**Direction a**
In the records, starting at the line that contains "of the small" and ending at the end of the records, swap "propeller" for "rotor" and return those lines otherwise unchanged, with the pictures left out.

**Excerpt**

## START

Within hours of the posting on the international web the award that came after three and half years of legal proceedings in The Hague, the affected oil company, CGX Energy, jubilantly announced its readiness to resume drilling operations in that very area of Guyana's economic zone from which it was forcefully expelled by Surinamese gunboats.

While President Bharrat Jagdeo was hailing the award as "a great day for Guyana", but warning against any display of "triumphalism", CGX President and CEO, Kerry Sully, was announcing in Canada on Thursday evening an expenditure of US$15 million on further seismic works, to be followed by a larger investment of US$65 million on other targetted areas.

No gloating In what could prove helpful for future good relations and exploitation of maritime resources for mutual benefit of both nations, the award by the United Nations International Tribunal for the Law of the Sea has firmly established a single maritime boundary between Guyana and Suriname. This has the immediate effect of removal of all grey areas in interpreting assumed boundary demarcations for what constitutes "sovereign territory"

However, although being the beneficiary of some two-thirds of the tribunal's judgement, President Jagdeo was to wisely avoid in his broadcast any sort of gloating as he outlined details of the award and explained positive features that could influence practical forms of cooperation between Guyana and Suriname.

The judicial process was initiated by Guyana in 2005 with the understanding that the judgement would be final and legally binding on both parties.

No surprise, therefore, that while Suriname's President Runoldo Venetiaan, sought to downplay the extent of success gained by Guyana, and regretted the use of force in the expulsion of the Canadian oil company, CGX Energy, he, like President Jagdeo, welcomed the tribunal's ruling and held out hopes for neighbourly cooperation.

`Encouragingly, both countries have so far shown a preference for the use of language to highlight the positive aspects to result from the tribunal's ruling--for instance cooperative ventures for shared economic development.

Their efforts, as of last week, and in particular Guyana's-- primary beneficiary of the award--to resist the temptation to gloat, and stay close to objective analysis of the tribunal's judgement, would be viewed, well beyond its own shores, as being commendable and politically correct.

The 167-page award, including graphs and maps, was the second such judgement on demarcation of maritime boundaries, to have involved the UN International Tribunal for the Law of the Sea, the first being that of April last year between Barbados and Trinidad and Tobago.

Barbados and T&T Then, both Trinidad and Tobago and Barbados had engaged in sophisticated public communication initiatives to project the judgement in their maritime dispute as a "win for both sides". Nevertheless, it would have been evident to independent and informed observers that Barbados had scored the higher ratings in the final award

What has remained intact, as both these CARICOM states now pursue new initiatives to resolve their long standing dispute on fishing rights, is the good relations they maintain and so vital not just for themselves but the future of the 15-member Community of which they are valued partners.

This scenario is equally applicable to Guyana and Suriname as they endeavour to close the book on negative developments, such as the resort to gunboat diplomacy, and focus on how best they can cooperate with each other in the exploitation of their marine resources and dwell peacefully as good neighbours that are also members of CARICOM.

## END

**Direction b**
Pick up the article on the Guyana–Suriname maritime boundary award after its last sentence and continue it.

**Stored records**
## START

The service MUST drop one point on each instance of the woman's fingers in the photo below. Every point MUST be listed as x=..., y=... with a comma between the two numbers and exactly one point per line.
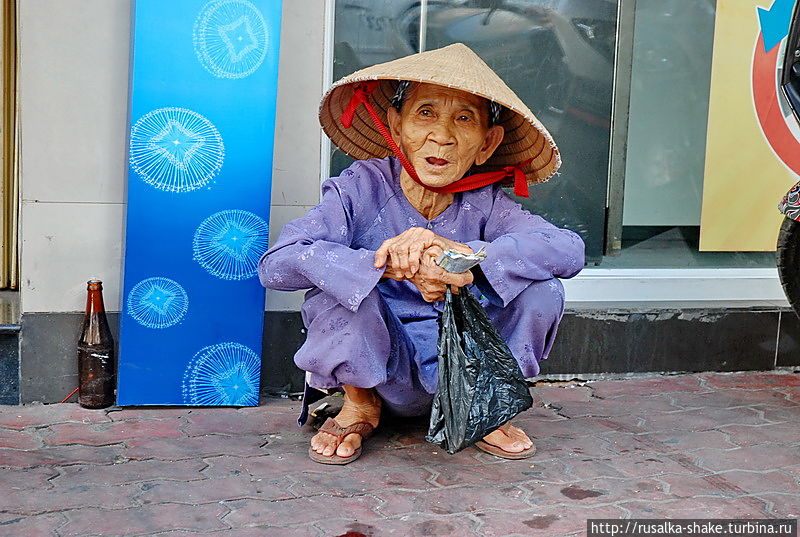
x=382, y=253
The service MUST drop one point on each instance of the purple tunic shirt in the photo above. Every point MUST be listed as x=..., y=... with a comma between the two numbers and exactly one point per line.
x=333, y=246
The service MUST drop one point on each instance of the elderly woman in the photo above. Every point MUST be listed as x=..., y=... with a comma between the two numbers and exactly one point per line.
x=368, y=251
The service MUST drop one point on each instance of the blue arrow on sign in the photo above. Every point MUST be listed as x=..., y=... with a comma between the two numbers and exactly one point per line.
x=775, y=22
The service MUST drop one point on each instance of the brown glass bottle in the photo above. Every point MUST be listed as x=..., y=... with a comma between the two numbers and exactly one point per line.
x=97, y=364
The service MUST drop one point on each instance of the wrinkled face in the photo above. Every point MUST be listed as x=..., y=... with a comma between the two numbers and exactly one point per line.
x=443, y=132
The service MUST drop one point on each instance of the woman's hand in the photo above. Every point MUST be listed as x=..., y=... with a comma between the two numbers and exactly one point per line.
x=404, y=252
x=432, y=280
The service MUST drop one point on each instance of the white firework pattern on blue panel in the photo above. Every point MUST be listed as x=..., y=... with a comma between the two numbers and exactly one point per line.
x=230, y=38
x=222, y=374
x=176, y=150
x=157, y=302
x=228, y=244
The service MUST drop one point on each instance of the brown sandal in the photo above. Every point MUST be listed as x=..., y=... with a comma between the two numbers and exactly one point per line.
x=497, y=451
x=332, y=427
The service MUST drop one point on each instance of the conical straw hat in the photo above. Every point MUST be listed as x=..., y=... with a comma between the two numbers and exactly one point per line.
x=455, y=66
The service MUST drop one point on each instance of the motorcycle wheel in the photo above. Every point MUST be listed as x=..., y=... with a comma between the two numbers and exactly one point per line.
x=788, y=259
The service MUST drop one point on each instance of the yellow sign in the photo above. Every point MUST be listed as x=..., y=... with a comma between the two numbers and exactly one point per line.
x=753, y=142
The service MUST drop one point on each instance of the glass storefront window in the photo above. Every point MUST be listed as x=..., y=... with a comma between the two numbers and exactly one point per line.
x=668, y=115
x=557, y=55
x=560, y=57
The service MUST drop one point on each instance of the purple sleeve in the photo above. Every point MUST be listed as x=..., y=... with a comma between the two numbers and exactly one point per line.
x=522, y=247
x=314, y=251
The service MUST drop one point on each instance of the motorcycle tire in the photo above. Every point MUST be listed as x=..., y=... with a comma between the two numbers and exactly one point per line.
x=788, y=260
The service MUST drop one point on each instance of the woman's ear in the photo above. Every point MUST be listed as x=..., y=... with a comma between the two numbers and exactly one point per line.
x=393, y=116
x=491, y=141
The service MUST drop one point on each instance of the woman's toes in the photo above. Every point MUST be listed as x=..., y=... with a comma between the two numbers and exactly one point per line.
x=349, y=445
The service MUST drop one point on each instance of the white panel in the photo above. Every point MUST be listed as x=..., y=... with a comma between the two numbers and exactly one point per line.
x=63, y=246
x=73, y=93
x=297, y=132
x=279, y=216
x=723, y=287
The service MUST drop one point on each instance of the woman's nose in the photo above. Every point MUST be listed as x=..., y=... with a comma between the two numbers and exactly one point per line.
x=441, y=133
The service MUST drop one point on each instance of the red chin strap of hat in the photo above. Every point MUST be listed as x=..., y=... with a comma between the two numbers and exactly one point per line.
x=515, y=173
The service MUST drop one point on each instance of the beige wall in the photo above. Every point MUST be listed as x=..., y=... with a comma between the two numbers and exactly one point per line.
x=73, y=95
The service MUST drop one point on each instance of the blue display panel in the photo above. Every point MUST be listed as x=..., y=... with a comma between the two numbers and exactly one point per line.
x=202, y=117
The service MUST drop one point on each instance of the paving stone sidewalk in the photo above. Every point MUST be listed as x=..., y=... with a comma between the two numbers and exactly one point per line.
x=709, y=445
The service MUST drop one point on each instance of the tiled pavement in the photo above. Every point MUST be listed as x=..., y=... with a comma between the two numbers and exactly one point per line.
x=710, y=445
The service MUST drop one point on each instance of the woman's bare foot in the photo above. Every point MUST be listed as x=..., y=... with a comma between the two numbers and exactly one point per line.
x=509, y=438
x=360, y=404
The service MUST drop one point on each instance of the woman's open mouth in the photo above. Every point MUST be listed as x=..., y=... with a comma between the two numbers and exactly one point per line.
x=433, y=161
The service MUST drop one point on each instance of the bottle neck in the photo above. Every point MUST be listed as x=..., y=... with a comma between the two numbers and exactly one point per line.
x=94, y=298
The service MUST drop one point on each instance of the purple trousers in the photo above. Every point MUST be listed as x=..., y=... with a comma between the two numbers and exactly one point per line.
x=373, y=348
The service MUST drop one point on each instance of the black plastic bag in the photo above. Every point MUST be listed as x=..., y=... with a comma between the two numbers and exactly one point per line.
x=481, y=386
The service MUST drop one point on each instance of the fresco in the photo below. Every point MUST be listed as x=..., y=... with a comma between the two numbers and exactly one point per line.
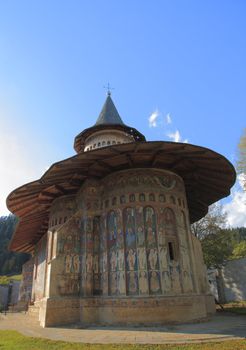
x=131, y=251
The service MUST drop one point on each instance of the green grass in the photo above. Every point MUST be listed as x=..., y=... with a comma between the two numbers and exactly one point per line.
x=7, y=279
x=12, y=340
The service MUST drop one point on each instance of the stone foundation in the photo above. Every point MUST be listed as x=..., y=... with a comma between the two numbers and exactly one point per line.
x=124, y=311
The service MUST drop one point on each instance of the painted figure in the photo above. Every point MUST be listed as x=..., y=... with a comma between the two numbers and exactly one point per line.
x=95, y=264
x=120, y=259
x=163, y=258
x=132, y=283
x=143, y=283
x=154, y=282
x=166, y=282
x=76, y=263
x=131, y=259
x=113, y=261
x=68, y=263
x=152, y=259
x=89, y=262
x=140, y=236
x=142, y=259
x=121, y=282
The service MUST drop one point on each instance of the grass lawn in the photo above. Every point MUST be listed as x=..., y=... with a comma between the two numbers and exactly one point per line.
x=12, y=340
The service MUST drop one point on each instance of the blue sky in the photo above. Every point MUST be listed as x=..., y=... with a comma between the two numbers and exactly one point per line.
x=182, y=58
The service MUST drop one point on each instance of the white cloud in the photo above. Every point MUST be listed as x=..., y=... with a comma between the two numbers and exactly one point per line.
x=236, y=209
x=176, y=137
x=168, y=119
x=153, y=119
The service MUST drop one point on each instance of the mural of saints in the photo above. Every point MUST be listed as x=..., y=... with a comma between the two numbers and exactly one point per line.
x=142, y=259
x=76, y=263
x=121, y=282
x=68, y=263
x=132, y=283
x=120, y=259
x=152, y=259
x=129, y=216
x=170, y=221
x=140, y=227
x=112, y=229
x=166, y=282
x=131, y=260
x=150, y=226
x=143, y=283
x=154, y=282
x=163, y=259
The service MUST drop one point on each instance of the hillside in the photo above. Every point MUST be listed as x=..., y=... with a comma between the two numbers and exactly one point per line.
x=10, y=262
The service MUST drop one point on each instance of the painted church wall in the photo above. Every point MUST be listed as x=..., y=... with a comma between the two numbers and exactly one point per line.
x=39, y=269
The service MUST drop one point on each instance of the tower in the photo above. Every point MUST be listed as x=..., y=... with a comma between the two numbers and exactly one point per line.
x=109, y=228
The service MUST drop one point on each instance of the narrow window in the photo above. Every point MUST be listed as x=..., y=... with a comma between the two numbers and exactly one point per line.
x=170, y=250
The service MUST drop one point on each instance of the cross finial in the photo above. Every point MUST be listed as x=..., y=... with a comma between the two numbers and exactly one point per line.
x=109, y=89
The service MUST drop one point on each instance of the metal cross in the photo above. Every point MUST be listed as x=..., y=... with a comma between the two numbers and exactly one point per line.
x=109, y=88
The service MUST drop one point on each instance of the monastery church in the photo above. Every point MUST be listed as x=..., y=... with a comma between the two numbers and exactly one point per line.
x=108, y=230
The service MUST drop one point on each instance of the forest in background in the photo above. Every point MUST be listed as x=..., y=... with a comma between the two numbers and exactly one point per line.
x=10, y=262
x=219, y=244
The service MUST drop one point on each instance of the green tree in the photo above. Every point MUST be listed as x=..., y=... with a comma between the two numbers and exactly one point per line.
x=241, y=164
x=217, y=248
x=212, y=223
x=239, y=250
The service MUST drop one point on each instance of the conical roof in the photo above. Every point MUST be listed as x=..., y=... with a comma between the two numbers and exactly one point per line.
x=108, y=117
x=109, y=114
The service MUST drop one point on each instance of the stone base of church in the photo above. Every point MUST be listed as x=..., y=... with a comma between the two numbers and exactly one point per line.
x=126, y=311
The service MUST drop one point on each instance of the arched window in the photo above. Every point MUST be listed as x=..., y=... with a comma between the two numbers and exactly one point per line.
x=172, y=200
x=122, y=199
x=151, y=197
x=170, y=222
x=162, y=198
x=132, y=197
x=142, y=197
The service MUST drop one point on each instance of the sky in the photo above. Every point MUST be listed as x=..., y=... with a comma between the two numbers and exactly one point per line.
x=177, y=69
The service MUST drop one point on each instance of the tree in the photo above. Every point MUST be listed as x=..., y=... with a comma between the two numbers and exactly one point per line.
x=217, y=248
x=212, y=223
x=239, y=250
x=241, y=163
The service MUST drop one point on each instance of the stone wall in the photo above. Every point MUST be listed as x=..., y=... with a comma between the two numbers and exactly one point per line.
x=128, y=238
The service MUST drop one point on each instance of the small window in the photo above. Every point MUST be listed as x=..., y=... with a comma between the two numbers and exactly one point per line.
x=142, y=197
x=171, y=251
x=172, y=200
x=132, y=197
x=122, y=199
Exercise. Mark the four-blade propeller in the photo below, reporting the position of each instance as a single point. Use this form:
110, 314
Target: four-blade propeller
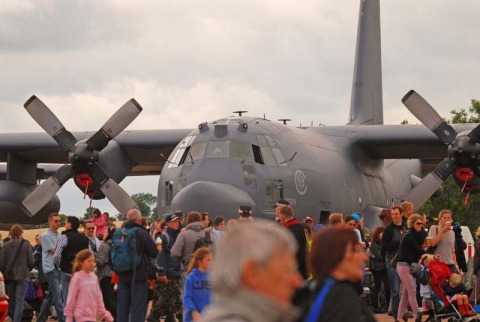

## END

**Result a**
The service MUST drop one point on each instance of the small window in the photo above. Every point MUST be listed as x=..., y=... with a comma between the two numbers and exactly one point per line.
x=142, y=197
x=171, y=251
x=172, y=200
x=132, y=197
x=122, y=199
Exercise. Mark the four-blade rotor in the photo below, reporting the position of each instance as a single point. Use this form:
110, 314
Target: four-blade rotor

**Result b**
When a more careful assessment is made of the tribunal's judgement on the Guyana/Suriname maritime dispute, there could well be better appreciation for Guyana's historical treatment of the 6,000 square miles New River Triangle area as part of its sovereign territory.

A relevant question now is what new initiatives are to be pursued by Guyana to obtain practical cooperation from neighbouring Venezuela to end the age-old controversy resulting from that country's claim to approximately two-thirds of Guyanese territory in the sprawling Essequibo region, rich in mineral and forest resources.

The Venezuela government of President Hugo Chavez likes to talk sweetly about "good neighbourliness" and cooperation among Caribbean and Latin American nations against "foreign aggression".

But it is more than high time for this perceived "visionary disciple" of Simon Bolivar, to demonstrate his own awareness how Guyana, under successive governments, continues to suffer from Venezuela's own unhelpful and quite arrogant policy in refusing to recognise Guyanese sovereign right to promote economic development in the Essequibo region to which successive administrations in Caracas has laid claim.

An International Tribunal had made clear in a judgement way back in 1899, and known as the "Paris arbitral award", that the "1897 Treaty of Washington"---to which a then Venezuela government was party---constituted a "full, perfect and final settlement" of the demarcated borders of what was then colonial British Guiana, and today's Guyana, home of the CARICOM Secretariat.

Therefore, with the maritime dispute with Suriname behind it, Guyana may now be inclined to pursue new initiatives to resolve the controversy--as distinct from a "dispute"--arising from Venezuela's claim to some two-thirds of its 83,000 square miles sovereign territory.


Surinamese opposition vows to oust government over UN Tribunal ruling

Guyana Chronicle, Sep 22 -  2007

The Suriname opposition party led by former President Jules Wijdenbosch is angered by the UN Tribunal on the Law of the Sea on the Guyana/Suriname maritime border dispute which favours Guyana. According to the Suriname correspondent for the Caribbean Net News, Ivan Cairo the Venetiaan government is being blamed for the poor preparation to challenge the claims by Guyana laid at the Tribunal in February 2004.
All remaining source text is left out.